→ Selected excerpt:
· · ·
If it's a single burglar, chances are he won't go into your house if you are there, and will leave if he discovers you are there.  There is a rise in home invasions, where your house is entered by armed criminals while you are in bed.  One just happened near here a few days ago. 

The thing is, you don't know which it is, so it's better to play it safe.

Jeff


----------



## MA-Caver (Jun 8, 2007)

SFC JeffJ said:


> If it's a single burglar, chances are he won't go into your house if you are there, and will leave if he discovers you are there.  There is a rise in home invasions, where your house is entered by armed criminals while you are in bed.  One just happened near here a few days ago.
> 
> The thing is, you don't know which it is, so it's better to play it safe.
> 
> Jeff


True... 
That's scary that criminals are banning together to accomplish their ends. Scary for the criminals as well because they might hook up with someone they barely met (in jail/prison) and not realizing that they might be a psychopath.


----------



## jks9199 (Jun 8, 2007)

MA-Caver said:


> Yes but realistically how often does *that* happen? Most burglars work singly and sometimes in pairs... but even then one of them might be waiting out in the car waiting and watching for LEO's on patrol.
> By "multiple armed bad guys" I am assuming that you are thinking three or more. So how often does that happen to the average home-owner? If you've a kid in a gang and a rival gang really wants revenge and goes as far as the home invasion thing (almost unheard of btw)... then yeah okay...
· · ·
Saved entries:
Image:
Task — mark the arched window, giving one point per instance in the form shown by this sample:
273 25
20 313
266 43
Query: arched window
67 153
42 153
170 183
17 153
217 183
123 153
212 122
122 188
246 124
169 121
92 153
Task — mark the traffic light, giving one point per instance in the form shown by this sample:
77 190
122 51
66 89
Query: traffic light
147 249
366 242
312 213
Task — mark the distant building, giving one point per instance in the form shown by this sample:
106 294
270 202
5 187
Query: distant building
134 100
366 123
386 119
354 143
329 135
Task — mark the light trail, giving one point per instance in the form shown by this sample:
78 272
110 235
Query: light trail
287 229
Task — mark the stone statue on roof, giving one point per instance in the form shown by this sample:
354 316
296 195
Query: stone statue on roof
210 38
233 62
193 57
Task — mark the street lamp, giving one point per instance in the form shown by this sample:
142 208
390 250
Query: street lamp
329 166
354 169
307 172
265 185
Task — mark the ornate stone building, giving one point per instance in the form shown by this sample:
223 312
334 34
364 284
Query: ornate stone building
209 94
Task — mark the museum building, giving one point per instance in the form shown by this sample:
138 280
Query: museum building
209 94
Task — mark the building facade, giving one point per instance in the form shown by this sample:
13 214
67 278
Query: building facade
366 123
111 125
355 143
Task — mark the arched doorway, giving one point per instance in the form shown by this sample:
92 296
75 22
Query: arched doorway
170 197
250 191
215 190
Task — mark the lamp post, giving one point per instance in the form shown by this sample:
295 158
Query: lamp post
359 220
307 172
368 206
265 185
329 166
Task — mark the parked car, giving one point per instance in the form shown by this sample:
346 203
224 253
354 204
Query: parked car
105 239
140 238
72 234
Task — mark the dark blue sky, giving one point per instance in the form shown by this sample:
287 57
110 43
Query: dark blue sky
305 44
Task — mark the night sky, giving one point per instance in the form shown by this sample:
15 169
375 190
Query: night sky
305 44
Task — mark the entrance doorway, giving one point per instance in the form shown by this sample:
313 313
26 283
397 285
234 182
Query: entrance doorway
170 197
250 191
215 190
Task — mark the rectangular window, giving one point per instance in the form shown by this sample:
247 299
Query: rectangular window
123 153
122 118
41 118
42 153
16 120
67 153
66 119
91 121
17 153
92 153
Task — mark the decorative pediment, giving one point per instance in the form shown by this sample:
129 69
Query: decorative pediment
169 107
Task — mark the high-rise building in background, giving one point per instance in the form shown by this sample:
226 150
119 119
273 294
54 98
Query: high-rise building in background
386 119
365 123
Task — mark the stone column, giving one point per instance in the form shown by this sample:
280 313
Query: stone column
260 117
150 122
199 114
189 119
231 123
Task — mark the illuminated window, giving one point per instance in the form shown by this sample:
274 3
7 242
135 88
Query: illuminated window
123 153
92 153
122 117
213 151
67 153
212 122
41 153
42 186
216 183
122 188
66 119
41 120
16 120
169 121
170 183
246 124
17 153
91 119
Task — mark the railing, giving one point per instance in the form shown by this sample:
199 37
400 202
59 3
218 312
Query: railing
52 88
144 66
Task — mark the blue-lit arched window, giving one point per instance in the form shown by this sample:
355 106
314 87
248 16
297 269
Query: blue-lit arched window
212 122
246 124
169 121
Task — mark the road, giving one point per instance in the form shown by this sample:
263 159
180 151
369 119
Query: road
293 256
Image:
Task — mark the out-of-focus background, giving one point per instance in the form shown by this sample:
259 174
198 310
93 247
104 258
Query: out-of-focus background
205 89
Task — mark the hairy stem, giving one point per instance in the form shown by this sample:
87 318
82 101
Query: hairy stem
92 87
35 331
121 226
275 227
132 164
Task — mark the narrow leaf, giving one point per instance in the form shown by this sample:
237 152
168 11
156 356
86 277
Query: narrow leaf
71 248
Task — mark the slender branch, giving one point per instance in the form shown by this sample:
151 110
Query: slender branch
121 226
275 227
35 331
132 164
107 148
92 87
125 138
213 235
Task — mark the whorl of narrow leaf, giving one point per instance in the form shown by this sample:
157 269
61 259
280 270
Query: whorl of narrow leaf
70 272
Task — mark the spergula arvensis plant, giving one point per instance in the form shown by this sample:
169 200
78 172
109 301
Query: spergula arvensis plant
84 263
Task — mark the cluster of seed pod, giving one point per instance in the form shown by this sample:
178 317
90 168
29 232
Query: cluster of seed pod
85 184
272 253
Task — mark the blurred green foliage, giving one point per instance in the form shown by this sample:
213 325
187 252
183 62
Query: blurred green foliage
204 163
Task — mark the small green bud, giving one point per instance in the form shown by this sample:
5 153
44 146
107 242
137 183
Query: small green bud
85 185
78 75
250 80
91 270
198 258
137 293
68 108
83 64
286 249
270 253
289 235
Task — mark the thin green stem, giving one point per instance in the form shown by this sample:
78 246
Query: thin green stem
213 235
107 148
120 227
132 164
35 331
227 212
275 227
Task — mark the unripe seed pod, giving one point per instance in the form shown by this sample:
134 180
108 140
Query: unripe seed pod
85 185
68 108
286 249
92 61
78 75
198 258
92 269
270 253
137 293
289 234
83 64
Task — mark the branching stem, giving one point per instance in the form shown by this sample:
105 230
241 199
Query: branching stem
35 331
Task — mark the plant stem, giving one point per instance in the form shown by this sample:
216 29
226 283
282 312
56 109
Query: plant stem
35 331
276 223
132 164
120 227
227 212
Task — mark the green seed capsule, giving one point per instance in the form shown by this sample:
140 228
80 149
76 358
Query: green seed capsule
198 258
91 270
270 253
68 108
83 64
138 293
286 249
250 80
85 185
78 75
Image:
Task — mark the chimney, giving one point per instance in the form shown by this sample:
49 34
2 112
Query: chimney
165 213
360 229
· · ·
→ Work to complete:
(1) In three sentences, summarize the forum thread about burglars and home invasions.
(2) Reproduce the passage of the forum thread about burglars and home invasions that begins at the words "## jks9199 (Jun" and stops after "then yeah okay...".
(3) Go on with the forum thread about burglars and home invasions from the point where it stops.

→ Responses:
(1) Jeff writes that a lone burglar will probably avoid an occupied house or leave on finding someone home, but home invasions by armed criminals are rising, and since you can't know which you face, it's better to play it safe. MA-Caver agrees and finds it scary that criminals team up, noting the danger to the criminals too, since a partner barely met in jail or prison might be a psychopath. A quoted post from MA-Caver questions how often armed groups really break in, saying most burglars work alone or in pairs and that gang-revenge home invasions are almost unheard of.

(2)
## jks9199 (Jun 8, 2007)

MA-Caver said:


> Yes but realistically how often does *that* happen? Most burglars work singly and sometimes in pairs... but even then one of them might be waiting out in the car waiting and watching for LEO's on patrol.
> By "multiple armed bad guys" I am assuming that you are thinking three or more. So how often does that happen to the average home-owner? If you've a kid in a gang and a rival gang really wants revenge and goes as far as the home invasion thing (almost unheard of btw)... then yeah okay...

(3)
> I'm not trying to invalidate your point Jeff just wondering the possiblity of that ever happening.
> If I see that I'm outnumbered then my tactics are going to change radically. I'm no Bruce Willis to try and take 'em out one by one... our house isn't that big anyway. So if I'm facing multiple attackers in my home... :idunno: not sure what I will do... but then again... "No one man knows what he will do in any given situation until it happens."


 
There are two basic types of occupied dwelling robberies.  The first, less problematic type is when one or maybe two burglaries break into the house, often not thinking anyone is home, and don't want to be discovered.  They may or may not become violent if discovered and challenged; it's a crap shoot based on the individuals and their histories.  Often simply letting them know you're home will send them running.  Get into and stay in your safe area, and call 911.  Stay on the line and tell the dispatcher what you're hearing and seeing.  EVERY detail that you can give is helpful, and you'll be told when to hang up and go out and meet the cops.  (If they haven't come to you.)  DON'T blast randomly with a gun -- especially when the police are on the way!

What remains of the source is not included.